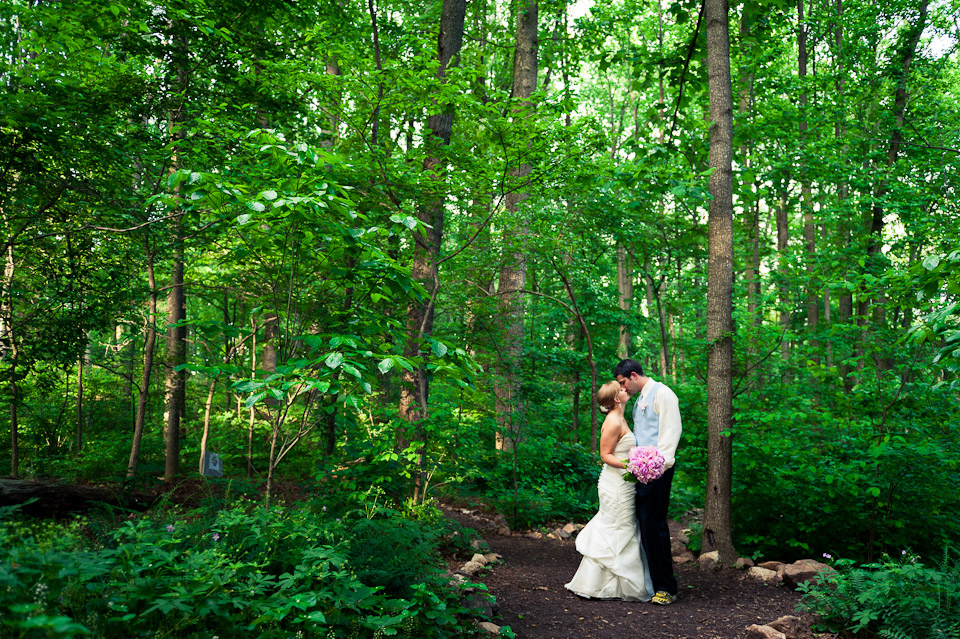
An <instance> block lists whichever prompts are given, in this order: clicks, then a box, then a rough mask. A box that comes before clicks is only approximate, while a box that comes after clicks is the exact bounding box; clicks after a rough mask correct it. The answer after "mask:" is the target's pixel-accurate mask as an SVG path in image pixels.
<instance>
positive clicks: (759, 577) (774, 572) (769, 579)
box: [747, 566, 780, 584]
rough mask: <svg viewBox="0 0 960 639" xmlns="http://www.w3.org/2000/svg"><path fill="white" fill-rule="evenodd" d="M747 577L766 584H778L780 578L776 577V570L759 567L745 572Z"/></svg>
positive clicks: (753, 568) (751, 569)
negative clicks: (755, 579) (746, 574)
mask: <svg viewBox="0 0 960 639" xmlns="http://www.w3.org/2000/svg"><path fill="white" fill-rule="evenodd" d="M747 577H749V578H750V579H756V580H757V581H763V582H766V583H768V584H777V583H780V578H779V577H778V576H777V571H776V570H770V569H769V568H761V567H760V566H754V567H753V568H750V569H749V570H747Z"/></svg>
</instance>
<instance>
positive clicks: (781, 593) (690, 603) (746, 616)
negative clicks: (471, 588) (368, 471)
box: [448, 510, 800, 639]
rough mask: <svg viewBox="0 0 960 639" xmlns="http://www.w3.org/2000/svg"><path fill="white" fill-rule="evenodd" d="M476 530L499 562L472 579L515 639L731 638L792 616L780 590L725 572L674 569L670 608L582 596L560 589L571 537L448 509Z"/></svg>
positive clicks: (651, 638)
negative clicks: (497, 530) (678, 584)
mask: <svg viewBox="0 0 960 639" xmlns="http://www.w3.org/2000/svg"><path fill="white" fill-rule="evenodd" d="M448 513H449V514H451V515H452V516H455V517H456V518H457V519H459V520H460V521H461V523H463V524H464V525H466V526H470V527H472V528H474V529H476V530H477V531H478V532H480V533H481V534H482V535H483V536H484V539H485V540H486V542H487V544H488V545H489V546H490V549H491V550H492V551H493V552H496V553H499V554H500V555H501V556H502V558H503V563H500V564H497V565H496V566H494V567H492V568H489V569H487V571H486V572H485V573H483V574H482V576H481V575H478V576H477V577H476V578H475V579H478V580H479V581H482V582H483V583H485V584H486V586H487V588H488V590H489V591H490V592H491V593H492V594H493V595H494V596H495V597H496V599H497V610H496V611H497V613H498V617H499V618H498V619H497V620H496V623H498V624H500V625H503V626H509V627H510V628H511V629H512V630H513V632H514V633H516V636H517V637H518V638H519V639H622V638H623V637H638V638H641V639H667V638H669V639H738V638H741V637H743V636H744V634H745V631H746V628H747V627H748V626H750V625H752V624H759V625H763V624H767V623H770V622H771V621H774V620H776V619H778V618H779V617H782V616H784V615H799V614H800V613H799V612H797V602H798V601H799V600H800V595H799V594H798V593H796V592H793V591H791V590H789V589H788V588H786V587H784V586H771V585H767V584H764V583H761V582H759V581H754V580H748V579H744V572H743V571H741V570H737V569H733V568H728V569H724V570H721V571H719V572H705V571H701V570H700V568H699V565H698V564H684V565H676V566H675V569H676V573H677V579H678V582H679V584H680V592H679V598H678V600H677V601H676V603H674V604H672V605H670V606H657V605H654V604H651V603H627V602H622V601H600V600H588V599H582V598H580V597H578V596H576V595H574V594H573V593H571V592H570V591H568V590H567V589H566V588H564V584H565V583H567V582H568V581H569V580H570V578H571V577H572V576H573V573H574V572H576V570H577V566H578V565H579V563H580V555H579V553H577V549H576V546H575V541H574V539H573V538H571V539H566V540H554V539H546V538H543V539H532V538H529V537H524V536H519V535H511V536H509V537H507V536H501V535H498V534H496V532H495V530H494V529H492V528H490V527H487V526H485V525H484V524H485V521H484V519H483V518H478V517H474V516H471V515H466V516H464V515H463V514H462V513H458V511H457V510H453V511H452V512H451V511H448Z"/></svg>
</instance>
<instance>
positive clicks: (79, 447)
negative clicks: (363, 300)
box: [75, 353, 86, 455]
mask: <svg viewBox="0 0 960 639" xmlns="http://www.w3.org/2000/svg"><path fill="white" fill-rule="evenodd" d="M85 359H86V358H85V353H80V357H78V358H77V405H76V409H77V432H76V434H75V439H76V443H75V446H76V451H77V454H78V455H79V454H80V452H81V451H82V450H83V364H84V360H85Z"/></svg>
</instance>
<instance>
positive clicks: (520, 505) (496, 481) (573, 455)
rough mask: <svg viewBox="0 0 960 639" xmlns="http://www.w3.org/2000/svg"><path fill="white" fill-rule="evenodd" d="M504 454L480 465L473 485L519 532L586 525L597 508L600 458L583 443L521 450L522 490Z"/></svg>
mask: <svg viewBox="0 0 960 639" xmlns="http://www.w3.org/2000/svg"><path fill="white" fill-rule="evenodd" d="M510 456H512V453H510V452H506V451H504V452H501V453H500V454H499V455H498V456H493V455H491V456H489V457H487V458H485V459H482V460H478V462H479V463H480V464H481V467H480V471H479V473H478V474H477V476H476V477H475V478H473V479H472V480H471V481H470V485H471V486H472V490H473V491H475V492H476V494H478V495H480V496H481V498H482V500H483V501H485V502H488V503H490V505H492V506H495V507H496V509H497V510H498V511H499V512H501V513H503V515H504V516H505V517H506V518H507V521H508V523H509V524H510V525H511V526H512V527H515V528H529V527H534V526H538V525H541V524H545V523H547V522H557V521H584V520H585V519H589V517H591V516H592V515H593V514H594V512H595V511H596V507H597V485H596V478H597V476H598V474H599V469H598V467H597V462H596V457H595V455H592V454H590V453H589V451H587V450H585V449H584V447H583V446H582V445H580V444H571V443H568V442H560V441H556V440H554V439H551V438H549V437H546V438H544V439H542V440H539V441H538V442H537V446H536V447H528V446H521V447H520V449H519V450H518V451H517V467H518V471H517V490H516V491H514V487H513V470H512V467H511V465H510V464H509V463H504V460H503V458H504V457H507V458H509V457H510Z"/></svg>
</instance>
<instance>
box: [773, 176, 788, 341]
mask: <svg viewBox="0 0 960 639" xmlns="http://www.w3.org/2000/svg"><path fill="white" fill-rule="evenodd" d="M787 200H788V196H787V186H786V179H784V180H783V181H782V182H781V184H780V193H779V196H778V197H777V205H776V206H777V271H778V272H779V275H780V283H779V286H778V289H779V290H778V293H779V297H780V332H781V336H782V339H781V342H780V356H781V357H782V358H783V359H787V357H789V356H790V340H789V339H787V334H788V331H789V330H790V307H791V303H790V289H789V287H788V285H787V282H788V281H789V280H788V277H789V274H790V269H789V267H788V259H787V250H788V247H789V244H790V218H789V215H788V214H789V211H788V209H787V206H788V202H787Z"/></svg>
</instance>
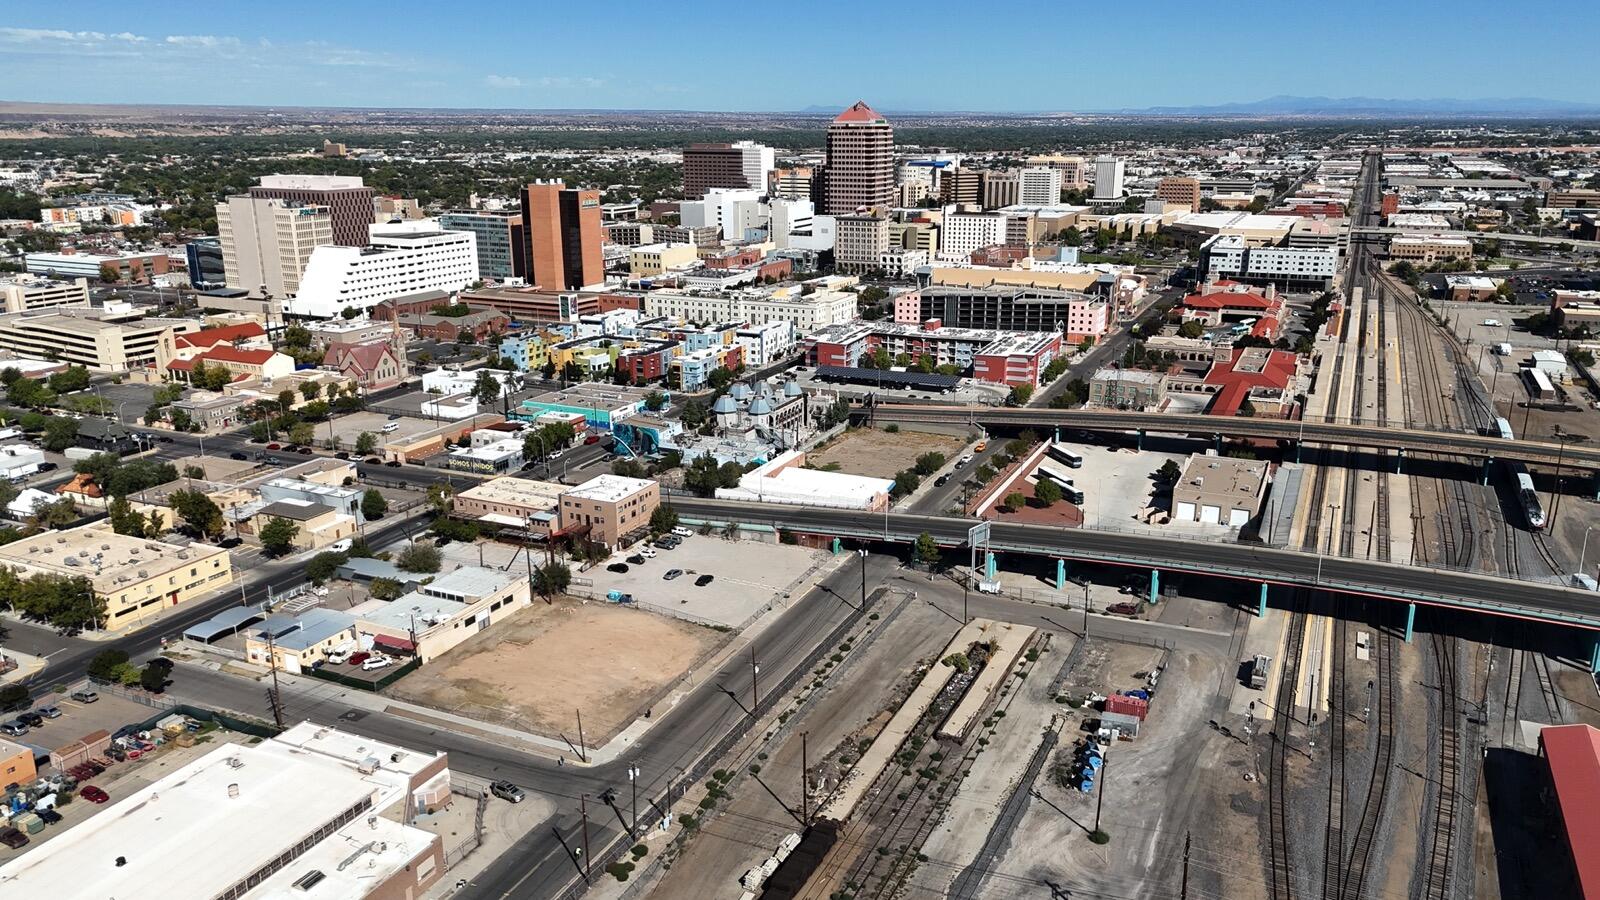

-*-

Please put each line of the listing above into a JSON list of strings, one string per line, with blank lines and the pictures left out.

[
  "An <instance> block lists whichever prompts are given, in this order: clicks, then a box, then a rough mask. A box that comes before clicks is only approximate, while a box that comes after clicks is the exact bounding box; clicks after a rough mask correct it. The answer after \"mask:\" is the target's pixel-accurate mask as an SVG path in image pixels.",
  "<instance>",
  "positive clicks: (759, 577) (774, 572) (769, 579)",
  "box: [747, 566, 780, 584]",
  "rough mask: <svg viewBox=\"0 0 960 639\" xmlns=\"http://www.w3.org/2000/svg\"><path fill=\"white\" fill-rule=\"evenodd\" d=\"M747 577L766 584H778L780 578L776 577V570L759 567L745 572Z\"/></svg>",
  "positive clicks: (753, 568) (751, 569)",
  "negative clicks: (755, 579) (746, 574)",
  "mask: <svg viewBox=\"0 0 960 639\" xmlns=\"http://www.w3.org/2000/svg\"><path fill=\"white\" fill-rule=\"evenodd\" d=\"M747 577H749V578H750V579H756V580H757V581H763V582H766V583H768V584H777V583H780V578H779V577H778V576H777V571H776V570H770V569H769V568H761V567H760V566H754V567H753V568H750V569H749V570H747Z\"/></svg>",
  "</instance>",
  "<instance>",
  "positive clicks: (781, 593) (690, 603) (746, 616)",
  "negative clicks: (471, 588) (368, 471)",
  "box: [448, 510, 800, 639]",
  "rough mask: <svg viewBox=\"0 0 960 639\" xmlns=\"http://www.w3.org/2000/svg\"><path fill=\"white\" fill-rule=\"evenodd\" d=\"M476 530L499 562L472 579L515 639L731 638L792 616L780 590L725 572L674 569L670 608L582 596L560 589L571 537L448 509Z\"/></svg>",
  "positive clicks: (651, 638)",
  "negative clicks: (497, 530) (678, 584)",
  "mask: <svg viewBox=\"0 0 960 639\" xmlns=\"http://www.w3.org/2000/svg\"><path fill=\"white\" fill-rule=\"evenodd\" d=\"M448 513H449V514H451V515H452V516H455V517H456V518H457V519H459V520H460V521H461V523H463V524H464V525H466V526H470V527H472V528H474V529H476V530H477V531H478V532H480V533H481V534H482V535H483V536H484V539H485V540H486V542H487V544H488V545H489V546H490V549H491V550H492V551H493V552H496V553H499V554H500V555H501V556H502V558H503V563H500V564H497V565H496V566H494V567H492V568H489V569H487V571H486V572H485V573H483V574H482V576H481V575H478V576H477V577H476V578H475V579H478V580H479V581H482V582H483V583H485V584H486V586H487V588H488V590H489V591H490V592H491V593H492V594H493V595H494V596H495V597H496V599H497V610H496V611H497V613H498V617H499V618H498V619H497V620H496V623H498V624H500V625H503V626H509V627H510V628H511V629H512V630H513V632H514V633H516V636H517V637H518V638H519V639H622V638H623V637H638V638H641V639H667V638H669V639H738V638H741V637H743V636H744V634H745V631H746V628H747V627H748V626H750V625H752V624H759V625H763V624H767V623H770V622H771V621H774V620H776V619H778V618H779V617H782V616H784V615H799V614H800V613H799V612H797V602H798V601H799V600H800V595H799V594H798V593H796V592H793V591H791V590H789V589H788V588H786V587H784V586H771V585H767V584H764V583H761V582H759V581H754V580H748V579H744V572H743V571H741V570H737V569H733V568H728V569H724V570H721V571H719V572H705V571H701V570H700V568H699V565H698V564H684V565H676V566H675V569H676V573H677V579H678V582H679V584H680V592H679V598H678V600H677V601H676V603H674V604H672V605H670V606H657V605H654V604H651V603H627V602H622V601H600V600H588V599H582V598H580V597H578V596H576V595H574V594H573V593H571V592H570V591H568V590H567V589H566V588H564V584H565V583H567V582H568V581H569V580H570V578H571V577H572V576H573V573H574V572H576V570H577V566H578V565H579V563H580V555H579V553H577V549H576V546H575V541H574V539H573V538H571V539H566V540H554V539H546V538H543V539H532V538H529V537H524V536H519V535H511V536H509V537H507V536H501V535H498V534H496V532H495V530H494V529H492V528H490V527H487V526H485V525H484V524H485V521H484V519H483V518H478V517H474V516H471V515H466V516H464V515H463V514H462V513H458V511H457V510H453V511H452V512H451V511H448Z\"/></svg>",
  "</instance>",
  "<instance>",
  "positive clicks: (79, 447)",
  "negative clicks: (363, 300)",
  "box: [75, 353, 86, 455]",
  "mask: <svg viewBox=\"0 0 960 639\" xmlns=\"http://www.w3.org/2000/svg\"><path fill=\"white\" fill-rule=\"evenodd\" d=\"M85 359H86V358H85V353H80V357H78V358H77V405H76V409H77V432H76V434H75V439H76V443H75V446H76V451H77V454H78V455H79V454H80V452H81V451H82V450H83V364H84V360H85Z\"/></svg>",
  "</instance>",
  "<instance>",
  "positive clicks: (520, 505) (496, 481) (573, 455)",
  "rough mask: <svg viewBox=\"0 0 960 639\" xmlns=\"http://www.w3.org/2000/svg\"><path fill=\"white\" fill-rule=\"evenodd\" d=\"M504 454L480 465L473 485L519 532L586 525L597 508L600 458L583 443L521 450L522 490Z\"/></svg>",
  "mask: <svg viewBox=\"0 0 960 639\" xmlns=\"http://www.w3.org/2000/svg\"><path fill=\"white\" fill-rule=\"evenodd\" d=\"M510 456H512V453H510V452H506V451H504V452H501V453H500V454H499V455H498V456H493V455H491V456H489V457H487V458H485V459H482V460H478V462H479V463H480V464H481V467H480V471H479V473H478V474H477V476H476V477H475V478H473V479H472V480H471V481H470V485H471V486H472V490H473V491H475V492H476V494H478V495H480V496H481V498H482V500H483V501H485V502H488V503H490V505H492V506H495V507H496V509H497V510H498V511H499V512H501V513H503V515H504V516H505V517H506V518H507V521H508V523H509V524H510V525H511V526H512V527H515V528H529V527H534V526H538V525H541V524H545V523H547V522H557V521H584V520H585V519H589V517H591V516H592V515H593V514H594V512H595V511H596V507H597V485H596V478H597V476H598V474H599V469H598V467H597V462H596V457H595V455H592V454H590V453H589V451H587V450H585V449H584V447H583V446H582V445H580V444H571V443H568V442H560V441H556V440H554V439H551V438H549V437H546V438H544V439H542V440H539V441H538V442H537V446H536V447H528V446H521V447H520V449H519V450H518V451H517V467H518V471H517V490H516V491H514V487H513V470H512V467H511V465H510V464H509V463H504V460H503V458H504V457H507V458H509V457H510Z\"/></svg>",
  "</instance>",
  "<instance>",
  "box: [773, 176, 788, 341]",
  "mask: <svg viewBox=\"0 0 960 639\" xmlns=\"http://www.w3.org/2000/svg\"><path fill=\"white\" fill-rule=\"evenodd\" d=\"M787 200H788V196H787V186H786V179H784V180H783V181H782V182H781V184H780V193H779V196H778V197H777V205H776V206H777V271H778V272H779V275H780V283H779V286H778V289H779V290H778V293H779V297H780V332H781V336H782V339H781V342H780V356H781V357H782V358H783V359H787V357H789V356H790V340H789V339H787V334H788V331H789V330H790V307H791V303H790V289H789V287H788V285H787V282H788V281H789V280H788V277H789V274H790V269H789V267H788V259H787V250H788V247H789V244H790V218H789V215H788V214H789V211H788V209H787V206H788V202H787Z\"/></svg>",
  "</instance>"
]